>> START Document text

In a July 5 statement, its only official pronouncement since the breach of deadline, Russia’s Foreign Affairs Ministry blamed the stalemate on Georgia’ s alleged failure to “create conditions for a safe withdrawal.” Moscow had, on June 29, forty-eight hours before the deadline, proposed to Tbilisi to sign documents on the legal transfer of Gudauta, complete with its military equipment, into Georgia’s jurisdiction and responsibility. It offered Tbilisi two unacceptable options: either to send Georgian troops to guard the base and its weapons stores, or to allow 300 Russian troops to “guard” the base and stores indefinitely. The offer appeared designed only to highlight the absence of Georgian sovereign control in Abkhazia. As the Russian diplomats fully realize, any Georgian attempt at taking possession of Gudauta would undoubtedly trigger a war with the Russian-armed Abkhaz forces.

>> END Document text
>> START Extracted records

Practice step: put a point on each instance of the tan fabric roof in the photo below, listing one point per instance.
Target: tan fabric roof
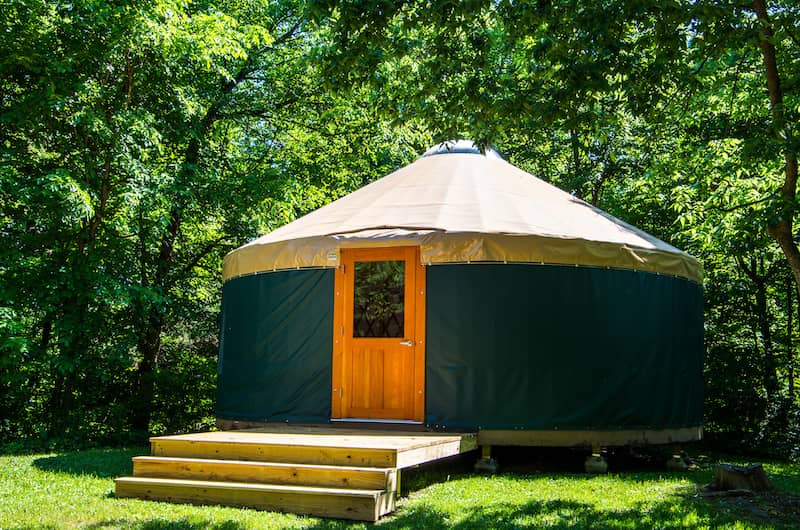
(463, 207)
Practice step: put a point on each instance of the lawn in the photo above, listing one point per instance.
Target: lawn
(74, 490)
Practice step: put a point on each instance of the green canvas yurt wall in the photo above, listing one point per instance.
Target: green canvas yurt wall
(509, 346)
(526, 329)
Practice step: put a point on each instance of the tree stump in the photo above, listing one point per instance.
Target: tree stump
(730, 477)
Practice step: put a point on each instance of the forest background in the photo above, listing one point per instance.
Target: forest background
(141, 141)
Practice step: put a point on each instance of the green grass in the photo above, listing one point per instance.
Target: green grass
(74, 490)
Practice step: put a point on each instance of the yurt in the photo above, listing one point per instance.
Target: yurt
(462, 293)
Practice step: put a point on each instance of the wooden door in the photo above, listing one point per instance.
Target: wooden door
(379, 335)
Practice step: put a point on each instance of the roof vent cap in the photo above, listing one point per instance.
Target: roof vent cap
(449, 147)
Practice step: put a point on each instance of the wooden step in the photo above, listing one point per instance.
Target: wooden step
(265, 472)
(270, 452)
(356, 504)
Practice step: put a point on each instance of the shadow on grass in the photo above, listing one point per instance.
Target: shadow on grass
(164, 524)
(96, 462)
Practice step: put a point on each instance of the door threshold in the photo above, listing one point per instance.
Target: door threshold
(370, 420)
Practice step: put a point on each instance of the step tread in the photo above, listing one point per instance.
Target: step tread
(355, 440)
(260, 463)
(277, 488)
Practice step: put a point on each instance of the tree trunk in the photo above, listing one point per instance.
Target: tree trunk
(781, 230)
(759, 279)
(789, 343)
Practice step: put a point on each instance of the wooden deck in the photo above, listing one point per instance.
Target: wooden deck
(324, 471)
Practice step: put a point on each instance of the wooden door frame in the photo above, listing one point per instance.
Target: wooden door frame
(343, 292)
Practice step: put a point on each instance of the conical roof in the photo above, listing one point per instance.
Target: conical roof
(460, 205)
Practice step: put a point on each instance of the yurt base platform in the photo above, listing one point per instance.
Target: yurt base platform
(322, 471)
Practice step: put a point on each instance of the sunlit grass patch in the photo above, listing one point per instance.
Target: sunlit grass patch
(75, 490)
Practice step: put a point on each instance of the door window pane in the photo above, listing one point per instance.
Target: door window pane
(378, 305)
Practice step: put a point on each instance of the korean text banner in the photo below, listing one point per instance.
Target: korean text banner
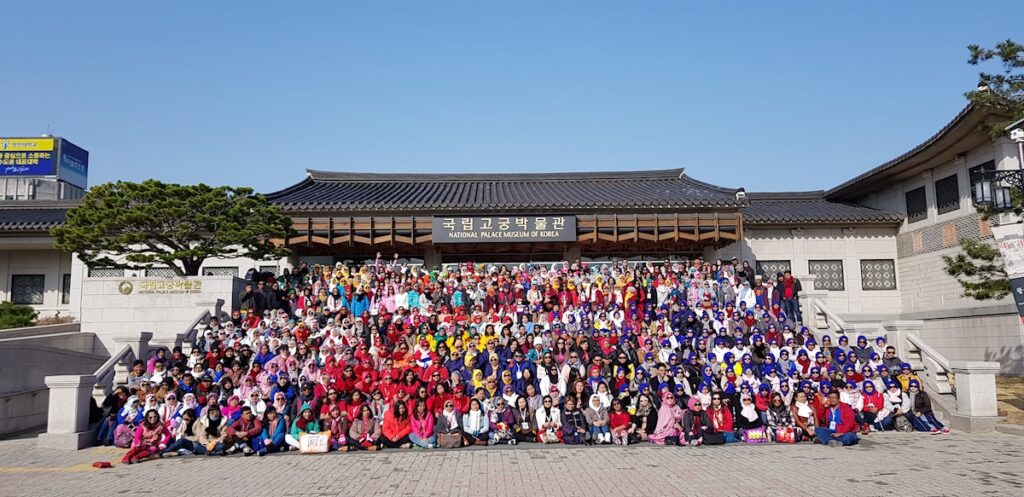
(27, 157)
(507, 229)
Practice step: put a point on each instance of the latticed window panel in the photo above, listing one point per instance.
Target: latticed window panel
(916, 205)
(107, 273)
(878, 274)
(947, 195)
(28, 289)
(160, 273)
(232, 271)
(769, 268)
(828, 273)
(66, 288)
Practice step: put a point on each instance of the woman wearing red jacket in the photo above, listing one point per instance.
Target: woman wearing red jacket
(839, 427)
(394, 433)
(721, 418)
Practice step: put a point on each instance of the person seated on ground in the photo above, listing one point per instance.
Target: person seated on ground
(449, 421)
(620, 423)
(422, 422)
(337, 422)
(549, 421)
(695, 423)
(597, 419)
(645, 418)
(242, 432)
(839, 427)
(721, 418)
(271, 439)
(151, 437)
(778, 415)
(501, 422)
(366, 430)
(670, 416)
(525, 421)
(574, 429)
(475, 424)
(211, 428)
(396, 427)
(748, 416)
(905, 376)
(873, 406)
(924, 418)
(897, 406)
(306, 422)
(803, 415)
(183, 439)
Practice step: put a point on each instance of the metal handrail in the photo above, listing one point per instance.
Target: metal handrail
(108, 367)
(929, 351)
(830, 316)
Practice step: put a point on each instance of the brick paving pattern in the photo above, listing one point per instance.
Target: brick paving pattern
(899, 464)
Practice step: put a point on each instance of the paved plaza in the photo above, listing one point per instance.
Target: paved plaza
(900, 464)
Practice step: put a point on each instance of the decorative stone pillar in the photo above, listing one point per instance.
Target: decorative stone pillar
(68, 418)
(976, 387)
(896, 333)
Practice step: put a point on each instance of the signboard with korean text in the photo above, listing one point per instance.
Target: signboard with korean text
(74, 164)
(27, 157)
(506, 229)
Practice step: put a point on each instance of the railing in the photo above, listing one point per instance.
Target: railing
(833, 321)
(188, 339)
(936, 369)
(107, 373)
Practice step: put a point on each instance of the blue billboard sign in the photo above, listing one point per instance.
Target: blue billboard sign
(27, 157)
(74, 164)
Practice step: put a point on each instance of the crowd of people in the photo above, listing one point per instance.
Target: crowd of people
(391, 356)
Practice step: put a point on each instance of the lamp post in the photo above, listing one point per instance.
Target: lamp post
(993, 188)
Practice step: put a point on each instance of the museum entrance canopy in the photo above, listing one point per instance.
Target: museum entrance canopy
(454, 216)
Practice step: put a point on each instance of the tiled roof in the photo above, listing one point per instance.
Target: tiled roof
(670, 189)
(810, 207)
(33, 215)
(962, 119)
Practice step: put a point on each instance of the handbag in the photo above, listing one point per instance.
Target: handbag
(449, 441)
(901, 423)
(314, 443)
(785, 435)
(123, 437)
(756, 436)
(714, 438)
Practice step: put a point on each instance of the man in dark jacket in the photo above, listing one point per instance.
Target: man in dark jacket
(790, 290)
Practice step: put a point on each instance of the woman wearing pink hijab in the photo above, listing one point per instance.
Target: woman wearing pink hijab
(669, 425)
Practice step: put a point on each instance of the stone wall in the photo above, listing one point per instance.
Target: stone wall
(110, 307)
(850, 245)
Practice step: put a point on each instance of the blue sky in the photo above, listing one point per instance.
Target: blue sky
(768, 95)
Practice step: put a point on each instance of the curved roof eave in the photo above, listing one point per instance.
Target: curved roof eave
(969, 116)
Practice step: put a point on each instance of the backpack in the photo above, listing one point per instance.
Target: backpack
(123, 437)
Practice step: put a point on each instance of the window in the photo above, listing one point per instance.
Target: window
(947, 195)
(974, 175)
(916, 205)
(220, 272)
(66, 288)
(160, 273)
(28, 289)
(107, 273)
(828, 273)
(878, 274)
(768, 268)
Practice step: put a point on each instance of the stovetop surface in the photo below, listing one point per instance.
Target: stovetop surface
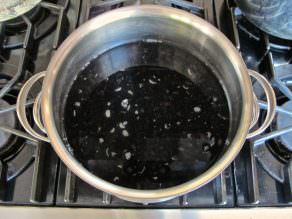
(32, 174)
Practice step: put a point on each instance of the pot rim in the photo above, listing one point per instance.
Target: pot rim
(146, 196)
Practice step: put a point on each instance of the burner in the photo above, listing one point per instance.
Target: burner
(253, 32)
(283, 122)
(18, 24)
(9, 143)
(6, 119)
(14, 8)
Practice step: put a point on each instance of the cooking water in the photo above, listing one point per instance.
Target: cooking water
(147, 127)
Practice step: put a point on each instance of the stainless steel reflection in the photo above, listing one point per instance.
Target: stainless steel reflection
(146, 23)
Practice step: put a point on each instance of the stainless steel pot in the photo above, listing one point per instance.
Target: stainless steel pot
(146, 23)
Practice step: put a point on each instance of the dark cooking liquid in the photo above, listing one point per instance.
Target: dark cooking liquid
(148, 127)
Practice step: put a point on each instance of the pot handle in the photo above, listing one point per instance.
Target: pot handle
(21, 111)
(271, 102)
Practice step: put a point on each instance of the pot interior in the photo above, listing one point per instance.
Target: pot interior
(147, 102)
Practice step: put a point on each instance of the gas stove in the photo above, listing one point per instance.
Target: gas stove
(31, 173)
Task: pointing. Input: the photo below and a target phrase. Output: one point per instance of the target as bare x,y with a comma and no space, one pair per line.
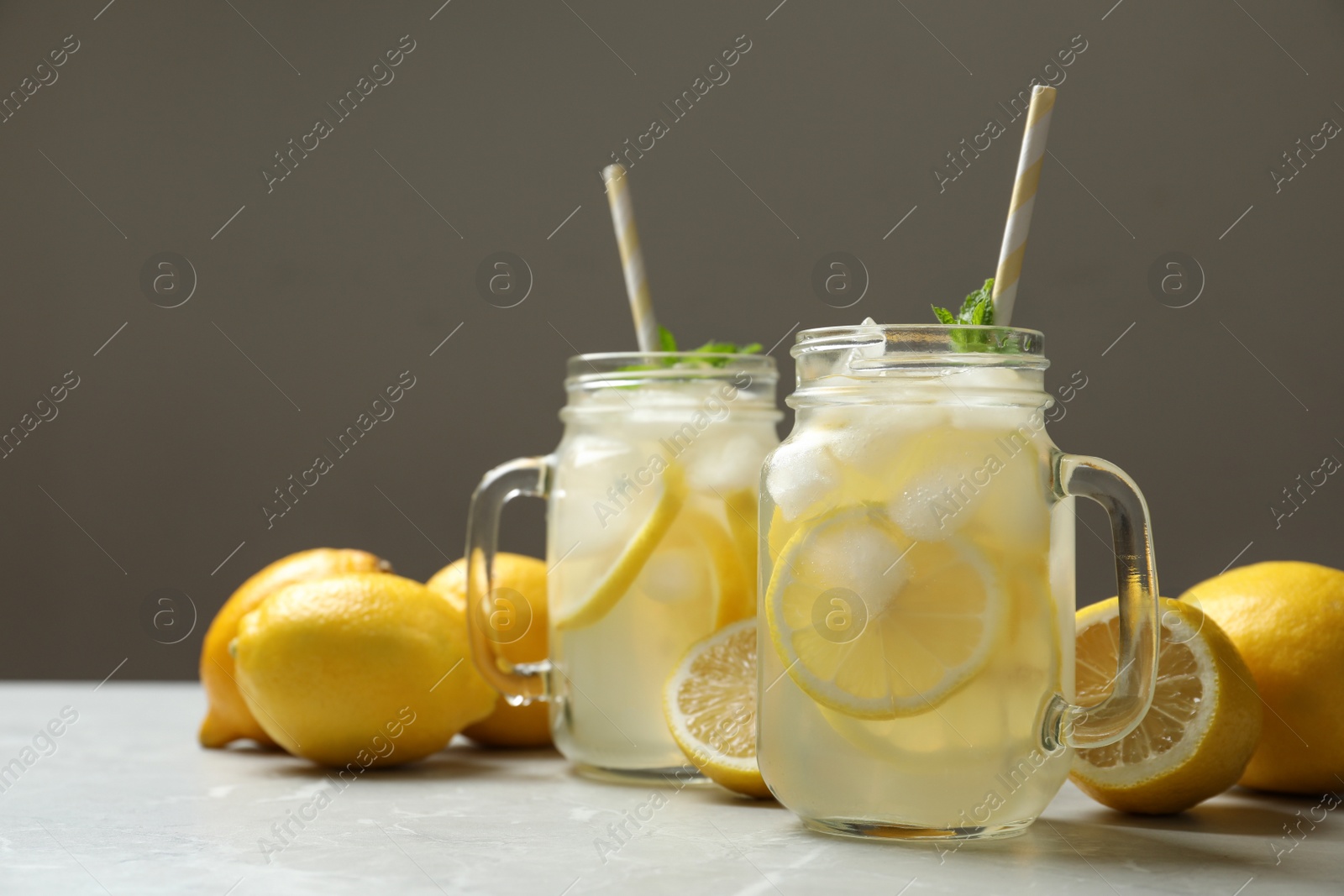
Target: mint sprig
667,343
978,309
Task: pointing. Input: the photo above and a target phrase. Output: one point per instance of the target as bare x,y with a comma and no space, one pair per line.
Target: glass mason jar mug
917,569
651,546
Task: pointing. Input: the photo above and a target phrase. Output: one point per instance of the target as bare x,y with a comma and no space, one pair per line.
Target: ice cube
803,476
727,463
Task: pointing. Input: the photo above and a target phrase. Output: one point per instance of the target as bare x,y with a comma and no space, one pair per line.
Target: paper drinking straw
632,257
1023,201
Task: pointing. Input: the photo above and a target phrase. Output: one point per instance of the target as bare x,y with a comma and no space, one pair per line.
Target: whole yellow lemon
1288,622
228,718
521,633
360,669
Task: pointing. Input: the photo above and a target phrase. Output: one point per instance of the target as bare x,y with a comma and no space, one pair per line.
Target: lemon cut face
874,624
710,707
1203,725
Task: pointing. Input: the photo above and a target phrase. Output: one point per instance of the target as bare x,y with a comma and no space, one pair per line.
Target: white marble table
128,804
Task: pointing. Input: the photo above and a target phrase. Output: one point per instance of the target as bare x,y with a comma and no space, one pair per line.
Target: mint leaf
667,343
978,309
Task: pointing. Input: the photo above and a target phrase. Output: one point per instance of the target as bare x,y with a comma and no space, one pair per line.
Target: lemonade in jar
651,543
917,600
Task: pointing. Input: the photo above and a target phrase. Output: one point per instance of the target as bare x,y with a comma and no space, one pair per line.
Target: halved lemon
1200,730
627,569
877,625
710,708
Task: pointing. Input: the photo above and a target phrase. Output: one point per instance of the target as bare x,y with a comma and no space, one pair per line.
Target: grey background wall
316,291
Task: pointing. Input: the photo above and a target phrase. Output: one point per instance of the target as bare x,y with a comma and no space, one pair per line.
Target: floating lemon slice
741,511
710,708
636,553
877,625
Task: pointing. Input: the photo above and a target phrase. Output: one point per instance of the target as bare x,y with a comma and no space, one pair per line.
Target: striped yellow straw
632,257
1023,201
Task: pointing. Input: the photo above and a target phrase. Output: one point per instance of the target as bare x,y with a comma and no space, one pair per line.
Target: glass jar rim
931,344
631,369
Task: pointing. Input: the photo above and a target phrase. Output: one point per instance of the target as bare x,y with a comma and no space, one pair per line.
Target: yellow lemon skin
1288,621
1166,785
363,668
228,718
508,726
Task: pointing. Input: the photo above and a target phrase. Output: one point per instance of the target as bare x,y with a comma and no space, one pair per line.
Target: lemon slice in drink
627,569
877,625
710,708
1200,732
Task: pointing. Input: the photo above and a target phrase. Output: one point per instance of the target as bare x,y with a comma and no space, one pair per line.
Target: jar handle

>> END Extracted records

Tasks:
- a) Decide whether each statement below agrees with the text about Russia's Gudauta base, answering yes or no and quoting the words of the text that settle it. (i) Moscow proposed the transfer documents to Tbilisi on June 29. (ii) The July 5 statement was one of several official pronouncements the Foreign Affairs Ministry made after the deadline passed. (iii) One option Russia offered was to let 500 Russian troops guard the base.
- b) Write the next part of the text about Russia's Gudauta base, picking up after its last sentence.
The material above is separate from the text about Russia's Gudauta base.

Answers to the tasks:
- a)
(i) Yes: "Moscow had, on June 29, forty-eight hours before the deadline, proposed to Tbilisi to sign documents on the legal transfer of Gudauta"
(ii) No: "its only official pronouncement since the breach of deadline"
(iii) No: "to allow 300 Russian troops"

- b)
In Sukhumi, the Abkhaz leadership blames the stalemate on the OSCE’s “failure to consider Abkhazia’s views.” Sukhumi asserts that the problem can only be solved through negotiations with the participation of Abkhazia. The latter would “consent” to a Russian withdrawal from Gudauta only if Tbilisi and Sukhumi sign an agreement on “peace and nonresumption of hostilities,” guaranteed by the United Nations Secretary General’s Group of Friends for Georgia. The Abkhaz, with Russian support, have all along sought such a pact, because it can be construed as international recognition of Abkhazia. The situation is turning into a textbook case of Russian exploitation of ethnic tensions–which Moscow fueled in the first place–to serve Moscow’s geopolitical agenda (Prime-News, Kavkasia-Press, Agentstvo Voyennykh Novostey, July 5-10; Itar-Tass, July 5; Apsnypress (Sukhumi), July 6; Rossiiskaya Gazeta, July 6; Tbilisi Radio, July 9; see the Monitor, February 5, 9, March 27, May 18, June 14, 29, July 3).